Point localization data:
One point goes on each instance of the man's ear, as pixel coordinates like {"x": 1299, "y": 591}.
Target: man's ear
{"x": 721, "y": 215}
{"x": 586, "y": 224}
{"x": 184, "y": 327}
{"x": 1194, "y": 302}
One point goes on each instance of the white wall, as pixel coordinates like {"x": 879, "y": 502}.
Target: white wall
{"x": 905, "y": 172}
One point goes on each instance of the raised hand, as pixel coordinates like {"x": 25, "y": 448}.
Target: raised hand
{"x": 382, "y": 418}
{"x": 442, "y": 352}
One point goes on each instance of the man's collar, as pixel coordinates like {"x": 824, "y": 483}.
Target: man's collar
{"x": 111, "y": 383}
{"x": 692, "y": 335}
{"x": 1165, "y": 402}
---
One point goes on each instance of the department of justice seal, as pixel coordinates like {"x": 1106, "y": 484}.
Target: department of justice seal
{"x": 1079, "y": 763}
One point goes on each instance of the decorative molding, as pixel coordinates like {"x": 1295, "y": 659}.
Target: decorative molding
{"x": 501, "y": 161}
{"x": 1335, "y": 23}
---
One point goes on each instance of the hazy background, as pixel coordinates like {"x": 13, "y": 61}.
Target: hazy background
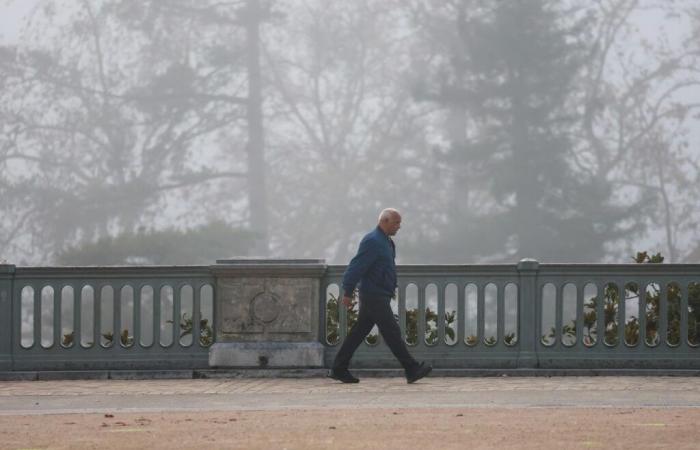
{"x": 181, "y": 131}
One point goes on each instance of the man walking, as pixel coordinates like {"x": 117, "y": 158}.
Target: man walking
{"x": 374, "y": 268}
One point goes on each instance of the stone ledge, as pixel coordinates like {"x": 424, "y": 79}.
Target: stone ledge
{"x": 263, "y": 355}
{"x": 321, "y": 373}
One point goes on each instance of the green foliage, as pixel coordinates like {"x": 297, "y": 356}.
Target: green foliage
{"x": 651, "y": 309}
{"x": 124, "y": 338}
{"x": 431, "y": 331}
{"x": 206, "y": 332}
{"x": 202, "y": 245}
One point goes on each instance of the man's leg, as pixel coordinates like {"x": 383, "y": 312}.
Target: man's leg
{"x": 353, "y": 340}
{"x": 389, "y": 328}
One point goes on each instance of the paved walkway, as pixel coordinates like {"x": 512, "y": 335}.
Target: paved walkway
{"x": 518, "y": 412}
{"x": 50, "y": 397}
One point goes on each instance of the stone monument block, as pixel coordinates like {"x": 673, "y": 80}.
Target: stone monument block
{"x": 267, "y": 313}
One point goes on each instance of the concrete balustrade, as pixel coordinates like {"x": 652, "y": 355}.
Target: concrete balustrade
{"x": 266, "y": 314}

▸ **WHAT YOU HAVE TO DO**:
Return exactly, and only, the lines above starting at the line that contains "Target: man walking" and ending at the line that contains "One point goes on each instance of the paved".

▸ **WRITTEN ANSWER**:
Target: man walking
{"x": 374, "y": 268}
One point goes on each instance of the stone ledge, as pixel coordinates like {"x": 424, "y": 79}.
Target: stone ledge
{"x": 263, "y": 355}
{"x": 321, "y": 373}
One point goes on each instance of the green foliage, as pixel coordinates like {"x": 297, "y": 356}.
Target: green foliage
{"x": 651, "y": 309}
{"x": 124, "y": 338}
{"x": 431, "y": 331}
{"x": 206, "y": 332}
{"x": 202, "y": 245}
One point goes on each instance of the man's leg, as pixel coordinates like {"x": 383, "y": 312}.
Target: man's leg
{"x": 353, "y": 340}
{"x": 389, "y": 328}
One point goes on each instance of the paved walkway, as pixel coordinates like {"x": 512, "y": 335}.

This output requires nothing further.